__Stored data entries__

* Begin *

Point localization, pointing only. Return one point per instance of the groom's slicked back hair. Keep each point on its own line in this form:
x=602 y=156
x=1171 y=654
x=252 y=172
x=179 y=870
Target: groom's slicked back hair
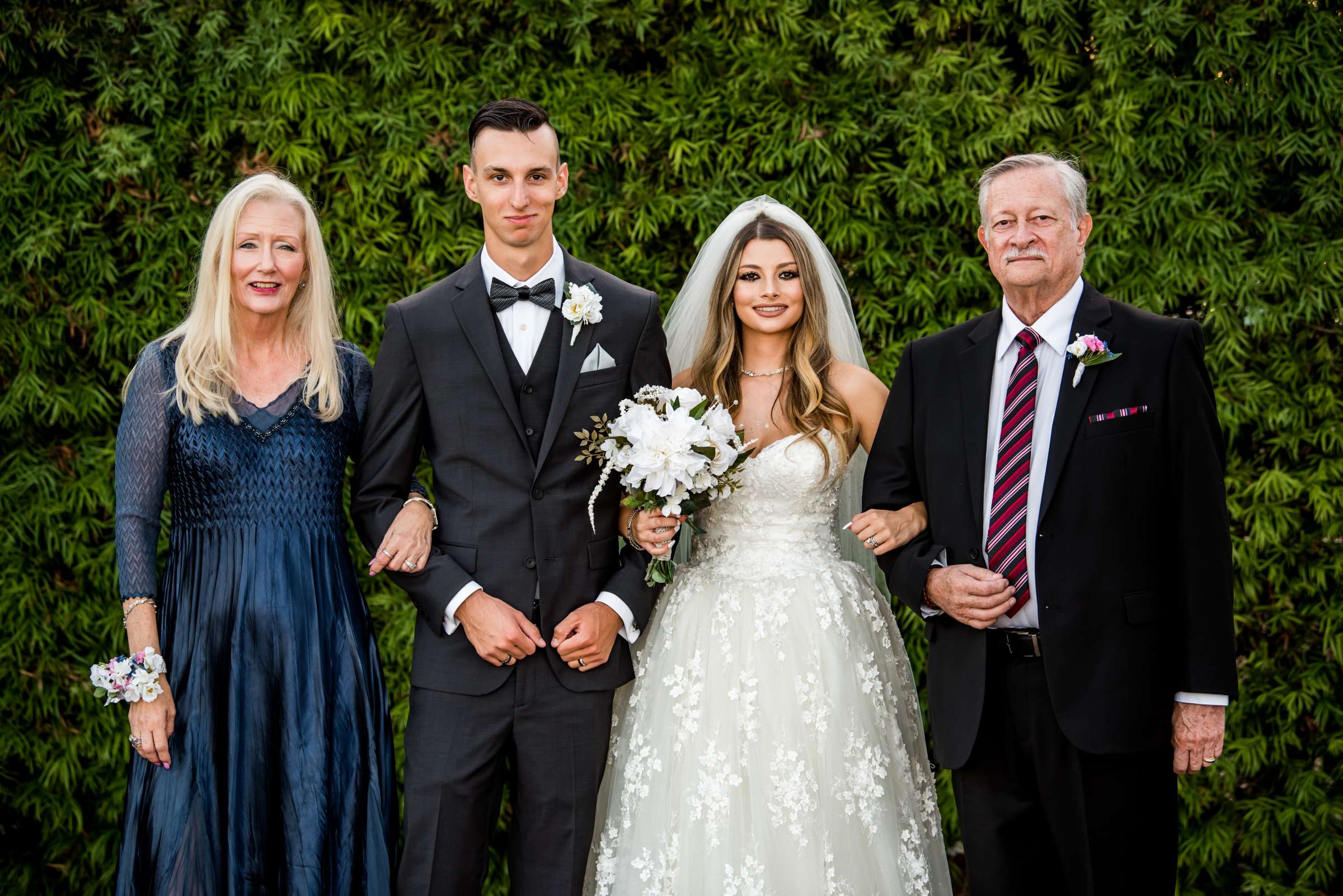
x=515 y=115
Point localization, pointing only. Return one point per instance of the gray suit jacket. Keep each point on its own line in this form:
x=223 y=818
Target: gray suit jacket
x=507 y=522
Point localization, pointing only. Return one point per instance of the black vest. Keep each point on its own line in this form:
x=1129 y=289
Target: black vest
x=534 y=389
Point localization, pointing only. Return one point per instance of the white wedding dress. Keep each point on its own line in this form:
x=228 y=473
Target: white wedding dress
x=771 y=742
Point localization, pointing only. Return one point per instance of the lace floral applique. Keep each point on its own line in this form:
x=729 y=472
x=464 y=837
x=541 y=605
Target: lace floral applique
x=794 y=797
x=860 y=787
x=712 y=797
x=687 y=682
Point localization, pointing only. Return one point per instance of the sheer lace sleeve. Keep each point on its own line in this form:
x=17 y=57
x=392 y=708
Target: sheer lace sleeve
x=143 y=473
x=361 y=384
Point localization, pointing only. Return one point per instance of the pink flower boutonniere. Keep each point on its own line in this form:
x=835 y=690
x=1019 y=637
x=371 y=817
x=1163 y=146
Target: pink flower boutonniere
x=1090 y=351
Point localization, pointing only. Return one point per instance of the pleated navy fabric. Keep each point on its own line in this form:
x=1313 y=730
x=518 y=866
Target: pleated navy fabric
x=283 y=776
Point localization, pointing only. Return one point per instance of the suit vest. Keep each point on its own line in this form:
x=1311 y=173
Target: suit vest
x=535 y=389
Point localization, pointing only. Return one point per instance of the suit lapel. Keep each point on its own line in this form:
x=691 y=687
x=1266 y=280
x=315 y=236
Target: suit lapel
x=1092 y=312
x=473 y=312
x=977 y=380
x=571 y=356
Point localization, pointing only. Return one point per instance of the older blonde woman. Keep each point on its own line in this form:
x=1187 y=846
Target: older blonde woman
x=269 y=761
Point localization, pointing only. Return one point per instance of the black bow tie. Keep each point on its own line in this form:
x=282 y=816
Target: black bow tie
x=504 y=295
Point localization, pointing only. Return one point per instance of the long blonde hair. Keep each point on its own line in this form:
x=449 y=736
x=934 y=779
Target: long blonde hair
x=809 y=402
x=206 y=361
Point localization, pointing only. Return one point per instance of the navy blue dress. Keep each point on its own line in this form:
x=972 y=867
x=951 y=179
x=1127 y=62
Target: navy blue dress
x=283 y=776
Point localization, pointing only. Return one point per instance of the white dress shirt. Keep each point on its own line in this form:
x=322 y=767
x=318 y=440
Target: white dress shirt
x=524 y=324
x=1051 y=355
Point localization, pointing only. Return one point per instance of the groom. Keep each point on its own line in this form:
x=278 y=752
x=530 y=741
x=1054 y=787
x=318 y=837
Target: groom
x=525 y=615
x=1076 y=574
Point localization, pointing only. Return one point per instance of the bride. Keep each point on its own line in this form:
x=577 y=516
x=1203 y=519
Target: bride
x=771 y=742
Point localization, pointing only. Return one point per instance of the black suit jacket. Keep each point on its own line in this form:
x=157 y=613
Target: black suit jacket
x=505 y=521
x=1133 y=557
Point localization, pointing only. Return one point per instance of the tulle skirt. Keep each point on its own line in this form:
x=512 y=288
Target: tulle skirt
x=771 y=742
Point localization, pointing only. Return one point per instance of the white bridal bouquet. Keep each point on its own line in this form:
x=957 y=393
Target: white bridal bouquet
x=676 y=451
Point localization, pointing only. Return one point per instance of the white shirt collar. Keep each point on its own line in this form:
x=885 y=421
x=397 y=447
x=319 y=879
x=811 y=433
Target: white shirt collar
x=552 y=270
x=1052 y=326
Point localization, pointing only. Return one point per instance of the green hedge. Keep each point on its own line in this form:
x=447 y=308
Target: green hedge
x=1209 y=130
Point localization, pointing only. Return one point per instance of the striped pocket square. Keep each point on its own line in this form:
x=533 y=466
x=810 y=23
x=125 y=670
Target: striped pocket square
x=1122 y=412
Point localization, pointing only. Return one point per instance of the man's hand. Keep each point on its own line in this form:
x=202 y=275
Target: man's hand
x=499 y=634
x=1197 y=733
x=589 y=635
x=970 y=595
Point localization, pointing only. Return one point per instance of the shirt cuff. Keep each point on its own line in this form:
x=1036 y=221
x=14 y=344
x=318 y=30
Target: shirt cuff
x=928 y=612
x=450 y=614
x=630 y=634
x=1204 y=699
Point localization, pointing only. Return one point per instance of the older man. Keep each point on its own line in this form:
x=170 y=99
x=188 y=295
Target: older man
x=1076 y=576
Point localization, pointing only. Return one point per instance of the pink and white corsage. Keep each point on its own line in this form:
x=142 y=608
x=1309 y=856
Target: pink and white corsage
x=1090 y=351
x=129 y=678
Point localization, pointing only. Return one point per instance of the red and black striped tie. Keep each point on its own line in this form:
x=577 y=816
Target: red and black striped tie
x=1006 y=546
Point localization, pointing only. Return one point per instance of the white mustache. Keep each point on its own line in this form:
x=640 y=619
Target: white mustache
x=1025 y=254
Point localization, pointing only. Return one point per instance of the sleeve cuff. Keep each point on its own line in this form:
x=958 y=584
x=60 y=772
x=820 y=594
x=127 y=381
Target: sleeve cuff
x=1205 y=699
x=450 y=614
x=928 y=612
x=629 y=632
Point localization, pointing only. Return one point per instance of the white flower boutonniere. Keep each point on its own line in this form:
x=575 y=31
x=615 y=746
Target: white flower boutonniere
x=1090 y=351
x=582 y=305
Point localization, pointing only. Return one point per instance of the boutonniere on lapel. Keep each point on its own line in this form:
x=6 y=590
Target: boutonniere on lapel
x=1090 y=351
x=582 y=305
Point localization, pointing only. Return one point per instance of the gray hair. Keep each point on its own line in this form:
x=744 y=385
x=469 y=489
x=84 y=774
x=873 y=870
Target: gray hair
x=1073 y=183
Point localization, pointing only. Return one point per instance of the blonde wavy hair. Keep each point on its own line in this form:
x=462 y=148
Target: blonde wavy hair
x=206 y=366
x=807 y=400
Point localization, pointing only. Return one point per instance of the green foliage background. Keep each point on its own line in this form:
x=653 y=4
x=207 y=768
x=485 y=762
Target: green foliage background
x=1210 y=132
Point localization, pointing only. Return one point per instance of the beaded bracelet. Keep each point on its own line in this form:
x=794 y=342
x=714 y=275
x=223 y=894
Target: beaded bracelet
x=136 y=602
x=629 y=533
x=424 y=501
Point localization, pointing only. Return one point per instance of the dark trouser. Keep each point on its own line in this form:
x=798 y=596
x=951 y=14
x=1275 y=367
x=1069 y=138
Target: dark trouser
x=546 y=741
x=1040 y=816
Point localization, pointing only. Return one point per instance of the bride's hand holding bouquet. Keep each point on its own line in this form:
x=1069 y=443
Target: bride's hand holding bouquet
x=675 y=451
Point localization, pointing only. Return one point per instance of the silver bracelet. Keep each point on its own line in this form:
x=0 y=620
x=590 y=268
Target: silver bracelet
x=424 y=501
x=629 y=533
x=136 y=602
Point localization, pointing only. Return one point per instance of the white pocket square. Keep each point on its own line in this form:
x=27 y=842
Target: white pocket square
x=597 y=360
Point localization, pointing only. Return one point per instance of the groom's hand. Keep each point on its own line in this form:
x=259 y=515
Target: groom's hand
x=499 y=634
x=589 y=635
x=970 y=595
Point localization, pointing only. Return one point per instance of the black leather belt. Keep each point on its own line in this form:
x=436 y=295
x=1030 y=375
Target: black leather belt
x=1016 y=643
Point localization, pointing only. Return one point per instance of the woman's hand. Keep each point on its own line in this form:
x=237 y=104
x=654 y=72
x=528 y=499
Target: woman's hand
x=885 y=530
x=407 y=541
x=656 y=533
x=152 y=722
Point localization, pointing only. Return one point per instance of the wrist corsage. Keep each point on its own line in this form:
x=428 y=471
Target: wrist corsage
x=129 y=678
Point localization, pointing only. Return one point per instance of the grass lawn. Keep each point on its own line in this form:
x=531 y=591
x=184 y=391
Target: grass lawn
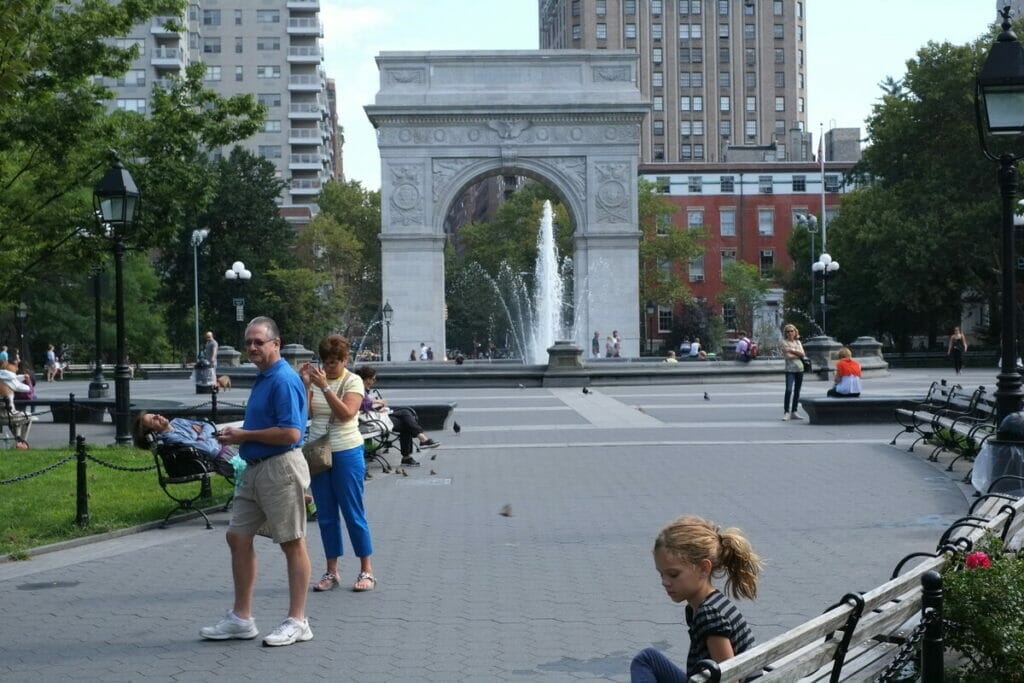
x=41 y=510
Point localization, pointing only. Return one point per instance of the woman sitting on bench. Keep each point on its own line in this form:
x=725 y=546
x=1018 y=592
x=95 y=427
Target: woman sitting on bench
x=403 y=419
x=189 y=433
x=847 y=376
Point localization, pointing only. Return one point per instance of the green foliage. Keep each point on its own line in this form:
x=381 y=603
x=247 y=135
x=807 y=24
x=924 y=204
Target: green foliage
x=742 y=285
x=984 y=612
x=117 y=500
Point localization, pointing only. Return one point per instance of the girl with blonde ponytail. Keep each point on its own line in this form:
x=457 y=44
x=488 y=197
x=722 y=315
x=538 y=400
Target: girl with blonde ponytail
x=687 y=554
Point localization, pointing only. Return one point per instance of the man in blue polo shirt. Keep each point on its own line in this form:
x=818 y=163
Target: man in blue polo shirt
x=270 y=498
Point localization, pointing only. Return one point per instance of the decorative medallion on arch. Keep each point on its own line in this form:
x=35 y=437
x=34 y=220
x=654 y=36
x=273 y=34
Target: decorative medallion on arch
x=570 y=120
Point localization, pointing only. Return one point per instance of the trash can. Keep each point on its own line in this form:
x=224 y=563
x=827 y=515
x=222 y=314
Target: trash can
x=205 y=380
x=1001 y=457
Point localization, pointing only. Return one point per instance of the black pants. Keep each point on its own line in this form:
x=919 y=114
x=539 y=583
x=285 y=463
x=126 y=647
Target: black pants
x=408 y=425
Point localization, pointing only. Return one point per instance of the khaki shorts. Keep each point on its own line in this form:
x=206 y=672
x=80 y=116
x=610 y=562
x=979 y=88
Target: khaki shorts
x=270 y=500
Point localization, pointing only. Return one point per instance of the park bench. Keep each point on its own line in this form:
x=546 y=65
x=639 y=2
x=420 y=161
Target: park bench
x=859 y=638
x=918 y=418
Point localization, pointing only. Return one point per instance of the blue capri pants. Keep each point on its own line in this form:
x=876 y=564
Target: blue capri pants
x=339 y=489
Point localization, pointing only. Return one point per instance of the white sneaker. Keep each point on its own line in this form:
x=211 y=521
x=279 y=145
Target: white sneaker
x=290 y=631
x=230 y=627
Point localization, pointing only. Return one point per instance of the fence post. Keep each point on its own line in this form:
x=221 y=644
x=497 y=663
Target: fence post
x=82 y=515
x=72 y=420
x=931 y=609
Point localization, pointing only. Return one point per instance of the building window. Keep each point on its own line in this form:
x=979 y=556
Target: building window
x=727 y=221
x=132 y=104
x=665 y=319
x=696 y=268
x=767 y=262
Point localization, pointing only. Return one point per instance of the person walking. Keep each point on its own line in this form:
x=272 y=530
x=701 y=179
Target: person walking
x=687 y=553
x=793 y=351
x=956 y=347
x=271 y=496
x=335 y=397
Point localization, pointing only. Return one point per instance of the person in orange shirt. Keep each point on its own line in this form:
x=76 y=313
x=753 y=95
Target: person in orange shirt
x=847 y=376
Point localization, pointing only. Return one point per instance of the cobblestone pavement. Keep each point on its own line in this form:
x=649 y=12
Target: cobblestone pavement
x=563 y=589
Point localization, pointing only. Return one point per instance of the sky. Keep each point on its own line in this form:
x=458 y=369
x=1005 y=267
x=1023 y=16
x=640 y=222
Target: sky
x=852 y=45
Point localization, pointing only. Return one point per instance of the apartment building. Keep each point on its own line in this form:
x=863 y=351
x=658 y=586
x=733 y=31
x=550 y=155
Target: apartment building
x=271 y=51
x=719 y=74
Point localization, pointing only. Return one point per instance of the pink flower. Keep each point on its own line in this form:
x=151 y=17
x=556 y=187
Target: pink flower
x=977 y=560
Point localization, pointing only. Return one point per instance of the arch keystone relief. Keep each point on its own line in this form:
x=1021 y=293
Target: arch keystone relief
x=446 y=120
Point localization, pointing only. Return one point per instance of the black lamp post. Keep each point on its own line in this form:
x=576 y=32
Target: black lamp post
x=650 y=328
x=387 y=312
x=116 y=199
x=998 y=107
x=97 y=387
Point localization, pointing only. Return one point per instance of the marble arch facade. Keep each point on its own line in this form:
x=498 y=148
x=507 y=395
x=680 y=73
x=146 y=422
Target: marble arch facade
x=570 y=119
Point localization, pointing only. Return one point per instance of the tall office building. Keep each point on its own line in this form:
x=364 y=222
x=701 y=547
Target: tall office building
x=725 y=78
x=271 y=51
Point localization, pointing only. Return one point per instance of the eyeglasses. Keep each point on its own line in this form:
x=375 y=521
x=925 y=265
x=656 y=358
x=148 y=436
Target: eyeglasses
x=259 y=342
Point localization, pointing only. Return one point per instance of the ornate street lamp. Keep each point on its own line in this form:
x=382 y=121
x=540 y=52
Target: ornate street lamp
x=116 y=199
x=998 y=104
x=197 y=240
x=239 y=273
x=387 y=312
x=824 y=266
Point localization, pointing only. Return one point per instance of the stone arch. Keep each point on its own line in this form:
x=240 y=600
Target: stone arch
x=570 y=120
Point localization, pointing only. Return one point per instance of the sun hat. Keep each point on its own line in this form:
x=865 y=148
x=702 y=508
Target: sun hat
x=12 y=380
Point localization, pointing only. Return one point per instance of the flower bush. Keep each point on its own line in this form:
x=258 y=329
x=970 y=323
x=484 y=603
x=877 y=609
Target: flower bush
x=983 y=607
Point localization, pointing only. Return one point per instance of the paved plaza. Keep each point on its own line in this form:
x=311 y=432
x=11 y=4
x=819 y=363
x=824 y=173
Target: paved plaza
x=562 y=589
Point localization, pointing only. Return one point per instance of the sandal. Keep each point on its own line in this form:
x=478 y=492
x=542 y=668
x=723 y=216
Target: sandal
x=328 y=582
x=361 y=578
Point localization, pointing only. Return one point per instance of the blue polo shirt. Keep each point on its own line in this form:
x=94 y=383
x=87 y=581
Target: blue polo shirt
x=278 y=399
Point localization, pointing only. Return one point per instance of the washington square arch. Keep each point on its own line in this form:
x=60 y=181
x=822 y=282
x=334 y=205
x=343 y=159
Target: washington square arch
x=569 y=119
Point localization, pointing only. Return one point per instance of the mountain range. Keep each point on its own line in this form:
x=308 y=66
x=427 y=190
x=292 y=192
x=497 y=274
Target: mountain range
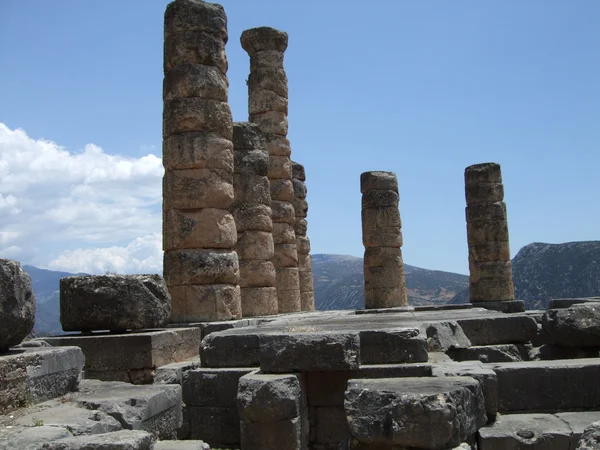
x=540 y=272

* End *

__What is needed__
Reproduce the lines of the records above verbatim, beginning with the line containing "of the woman's" and continuing through the line containing "x=117 y=500", both included. Omit the pictures from your reproduction.

__Reply to the task__
Point localization, pointing only. Return one point per instance of the woman's hand. Keep each point on its own line in this form:
x=237 y=104
x=654 y=72
x=528 y=499
Target: woman's hand
x=885 y=530
x=407 y=541
x=656 y=533
x=152 y=722
Point localization, pointing only. Return one point per instance of the wrist corsage. Keep each point on its own line in this form:
x=428 y=471
Target: wrist corsage
x=129 y=678
Point localization, pointing only. Return one point per instance of the grass lawn. Keep each point on its own line in this form:
x=531 y=591
x=184 y=391
Target: grass lawn
x=41 y=510
Point localization, pointing only. Return one point per instance of the woman sitting on bench. Keep each point on its own line in this form:
x=725 y=546
x=1018 y=592
x=95 y=427
Target: woman sitting on bench
x=403 y=419
x=189 y=433
x=847 y=376
Point localization, pointing only. Return one point per instance of the green foliage. Keep each point on its own line in this form:
x=381 y=603
x=247 y=135
x=807 y=24
x=924 y=204
Target: green foliage
x=742 y=285
x=984 y=612
x=117 y=500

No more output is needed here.